**TO-DO LIST**
(A) Repeat the Latimer House press release word for word, starting at "NYC Parks Queens" and ending at "Black History Month.".
(B) In the Latimer House press release, rewrite the paragraph that begins "NYC Parks Queens Commissioner Dorothy Lewandowski today joined" as a short bulleted list that keeps its main facts.
(C) According to the Latimer House press release, what was the amount of the Historic House Trust grant?

**SOURCE DOCUMENT**
══════════

Lewis H Latimer House

Historic House Trust Of NYC Grants $100,000 To Historic Houses Across The City And Celebrates Black History Month At Latimer House In Queens

Friday, February 13, 2015
No. 12

NYC Parks Queens Commissioner Dorothy Lewandowski today joined Historic House Trust Executive Director Franklin Vagnone, Council Member Mark Weprin, Congresswoman Grace Meng representative Donald Capalbi, Council Member Koo representative Ian Chan, and seniors from the Jamaica Service Program for Older Adults Friendship Center at the Lewis H. Latimer House in Queens to present a $100,000 grant from the Historic House Trust to the City's historic houses and to celebrate Black History Month.

"From Bartow-Pell Mansion in the Bronx to Conference House at the tip of Staten Island to all our Queens houses in between, our houses preserve our history for students to experience firsthand and they serve as community centers for neighborhoods across the boroughs," said Queens Parks Commissioner Lewandowski. "NYC Parks thanks the Historic House Trust for their generous contribution and we thank the house directors for all they do all year long to make New York City history come alive in our houses."

══════════

**DATA LINES**
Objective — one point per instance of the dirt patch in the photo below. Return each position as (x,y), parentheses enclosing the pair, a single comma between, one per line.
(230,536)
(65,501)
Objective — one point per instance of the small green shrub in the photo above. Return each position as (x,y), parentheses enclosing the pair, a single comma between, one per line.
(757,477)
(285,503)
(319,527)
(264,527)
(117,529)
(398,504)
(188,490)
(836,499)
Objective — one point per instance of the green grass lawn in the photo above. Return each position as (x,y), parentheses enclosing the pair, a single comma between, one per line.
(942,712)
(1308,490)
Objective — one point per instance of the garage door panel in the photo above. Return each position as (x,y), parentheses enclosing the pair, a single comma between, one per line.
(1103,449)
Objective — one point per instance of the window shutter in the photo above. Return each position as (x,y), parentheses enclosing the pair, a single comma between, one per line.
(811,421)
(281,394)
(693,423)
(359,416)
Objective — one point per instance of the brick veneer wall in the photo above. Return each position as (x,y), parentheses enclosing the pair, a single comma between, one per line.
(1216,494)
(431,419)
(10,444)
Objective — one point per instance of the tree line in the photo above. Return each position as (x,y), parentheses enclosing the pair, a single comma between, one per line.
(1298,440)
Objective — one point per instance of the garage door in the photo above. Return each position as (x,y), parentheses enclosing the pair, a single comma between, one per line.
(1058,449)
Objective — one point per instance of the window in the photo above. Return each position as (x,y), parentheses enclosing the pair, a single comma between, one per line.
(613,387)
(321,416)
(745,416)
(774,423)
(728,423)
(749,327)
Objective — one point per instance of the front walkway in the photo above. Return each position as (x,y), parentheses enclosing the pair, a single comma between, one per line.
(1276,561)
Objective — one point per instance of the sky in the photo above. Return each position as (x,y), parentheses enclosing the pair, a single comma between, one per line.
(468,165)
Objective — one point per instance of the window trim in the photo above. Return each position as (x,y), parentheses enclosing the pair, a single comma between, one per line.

══════════

**ANSWERS FOR THIS EXERCISE**
(A)
NYC Parks Queens Commissioner Dorothy Lewandowski today joined Historic House Trust Executive Director Franklin Vagnone, Council Member Mark Weprin, Congresswoman Grace Meng representative Donald Capalbi, Council Member Koo representative Ian Chan, and seniors from the Jamaica Service Program for Older Adults Friendship Center at the Lewis H. Latimer House in Queens to present a $100,000 grant from the Historic House Trust to the City's historic houses and to celebrate Black History Month.

(B)
- Event: presentation of a $100,000 Historic House Trust grant to the City's historic houses and a celebration of Black History Month
- Place: the Lewis H. Latimer House in Queens
- NYC Parks Queens Commissioner Dorothy Lewandowski
- Historic House Trust Executive Director Franklin Vagnone
- Council Member Mark Weprin
- Donald Capalbi, representing Congresswoman Grace Meng
- Ian Chan, representing Council Member Koo
- Seniors from the Jamaica Service Program for Older Adults Friendship Center

(C) $100,000